%%
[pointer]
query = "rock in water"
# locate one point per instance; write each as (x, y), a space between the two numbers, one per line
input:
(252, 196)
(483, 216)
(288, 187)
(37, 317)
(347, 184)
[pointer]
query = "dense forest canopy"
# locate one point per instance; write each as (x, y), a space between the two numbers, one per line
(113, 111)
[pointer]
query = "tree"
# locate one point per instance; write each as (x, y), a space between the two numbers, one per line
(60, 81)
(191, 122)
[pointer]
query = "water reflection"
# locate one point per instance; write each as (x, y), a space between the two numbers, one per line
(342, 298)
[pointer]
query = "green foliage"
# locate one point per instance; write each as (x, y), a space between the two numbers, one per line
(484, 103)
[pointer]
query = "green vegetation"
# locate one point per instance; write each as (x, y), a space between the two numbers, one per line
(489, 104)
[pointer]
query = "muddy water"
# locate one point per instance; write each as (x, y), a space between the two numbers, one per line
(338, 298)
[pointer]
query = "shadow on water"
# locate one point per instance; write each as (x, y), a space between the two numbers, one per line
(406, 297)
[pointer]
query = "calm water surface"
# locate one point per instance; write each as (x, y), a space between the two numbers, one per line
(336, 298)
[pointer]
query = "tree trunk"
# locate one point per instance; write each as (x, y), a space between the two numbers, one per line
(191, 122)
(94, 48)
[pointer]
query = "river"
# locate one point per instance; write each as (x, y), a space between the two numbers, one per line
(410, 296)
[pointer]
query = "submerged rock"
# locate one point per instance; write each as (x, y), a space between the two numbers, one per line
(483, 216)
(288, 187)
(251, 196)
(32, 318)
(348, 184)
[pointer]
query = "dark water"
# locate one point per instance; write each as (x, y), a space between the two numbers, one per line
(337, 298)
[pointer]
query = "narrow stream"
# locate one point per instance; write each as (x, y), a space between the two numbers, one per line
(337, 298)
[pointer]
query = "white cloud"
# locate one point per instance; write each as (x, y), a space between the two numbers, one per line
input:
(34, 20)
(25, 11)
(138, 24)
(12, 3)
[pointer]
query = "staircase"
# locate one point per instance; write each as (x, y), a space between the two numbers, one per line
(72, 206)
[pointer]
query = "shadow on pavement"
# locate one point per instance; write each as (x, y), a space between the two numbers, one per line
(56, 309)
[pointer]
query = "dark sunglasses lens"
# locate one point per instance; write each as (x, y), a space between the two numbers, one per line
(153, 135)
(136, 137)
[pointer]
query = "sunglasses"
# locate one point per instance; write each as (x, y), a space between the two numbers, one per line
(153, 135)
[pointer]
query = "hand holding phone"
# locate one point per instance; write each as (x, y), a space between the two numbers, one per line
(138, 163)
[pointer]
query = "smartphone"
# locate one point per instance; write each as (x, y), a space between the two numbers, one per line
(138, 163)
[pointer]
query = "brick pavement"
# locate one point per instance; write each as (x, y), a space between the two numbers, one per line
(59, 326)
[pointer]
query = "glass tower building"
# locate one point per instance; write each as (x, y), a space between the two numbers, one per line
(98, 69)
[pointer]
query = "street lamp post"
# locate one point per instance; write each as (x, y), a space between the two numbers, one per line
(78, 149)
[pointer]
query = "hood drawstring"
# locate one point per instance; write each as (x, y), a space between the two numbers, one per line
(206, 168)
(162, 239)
%%
● Given task:
Give the entries again in full, exactly as they are written.

● Response:
[pointer]
query = "rock in water"
# locate one point per instance; write each as (x, y), a space between the two numbers, one per line
input:
(252, 196)
(483, 216)
(288, 187)
(37, 317)
(347, 184)
[pointer]
query = "dense forest canopy"
# locate one point per instance; write each as (x, y), a space between the two numbers, one per line
(113, 111)
[pointer]
query = "tree"
# locate one point per instance; write each as (x, y), a space between the two numbers, one per line
(60, 81)
(191, 122)
[pointer]
query = "water reflection"
# locate one point per instance; write each as (x, y), a space between the two numbers, one per line
(342, 298)
[pointer]
query = "green foliage"
# locate one point per instance; write each as (x, y), a space between the two numbers, one per line
(484, 103)
[pointer]
query = "green vegetation"
# locate one point per instance; write each as (x, y), a space between the two numbers, one per line
(489, 104)
[pointer]
query = "muddy water"
# locate one point per instance; write each as (x, y), a space between the two numbers, one per line
(338, 298)
[pointer]
query = "shadow on water"
# locate one point per instance; write each as (x, y), a space between the two numbers, one per line
(406, 297)
[pointer]
query = "calm water surface"
# locate one point per instance; write each as (x, y), a space between the two numbers, one per line
(336, 298)
[pointer]
query = "tree trunk"
# locate one point per instance; write each as (x, y), a space between the two numbers, one per line
(191, 122)
(94, 48)
[pointer]
query = "river"
# locate one point per instance; write each as (x, y), a space between the two numbers, one per line
(410, 296)
[pointer]
query = "submerged rock"
# locate one point per instance; write each as (x, y), a space between the two numbers, one per line
(483, 216)
(288, 187)
(251, 196)
(32, 318)
(348, 184)
[pointer]
query = "dark water"
# locate one point per instance; write each as (x, y), a space between the two numbers, one per line
(337, 298)
[pointer]
query = "narrow stream"
# locate one point per instance; write each as (x, y), a space between the two numbers, one per line
(337, 298)
[pointer]
query = "white cloud"
# locate one point per instance; write each as (x, y), a space between the two numbers, one per line
input:
(34, 20)
(25, 11)
(138, 24)
(12, 3)
[pointer]
query = "staircase"
# locate one point per instance; write each as (x, y), a space between the two numbers, one per line
(72, 206)
[pointer]
query = "shadow on pavement"
# locate one point per instance; write each as (x, y), a space between the two numbers, one per line
(56, 309)
[pointer]
query = "dark sunglasses lens"
# locate one point per instance; write each as (x, y), a space between the two numbers, one per line
(153, 135)
(136, 137)
[pointer]
query = "sunglasses"
# locate one point per instance; write each as (x, y), a space between the two numbers, one per line
(153, 135)
[pointer]
query = "hand holding phone"
# locate one point per instance; write each as (x, y), a space between the two numbers, one per line
(138, 163)
[pointer]
query = "smartphone"
# locate one point per instance; write each as (x, y), a space between the two numbers, one per line
(138, 163)
[pointer]
query = "brick pavement"
# locate one point per instance; write each as (x, y), a space between the two numbers, one per line
(59, 326)
[pointer]
query = "glass tower building"
# locate one point per instance; write each as (x, y), a space between the two numbers, one per line
(98, 69)
[pointer]
query = "street lamp post"
# locate one point per instance; write each as (x, y), a space between the two numbers, one per line
(78, 149)
[pointer]
query = "hood drawstring"
# locate one point per instance; write each as (x, y), a space between the two numbers, one per line
(206, 168)
(162, 239)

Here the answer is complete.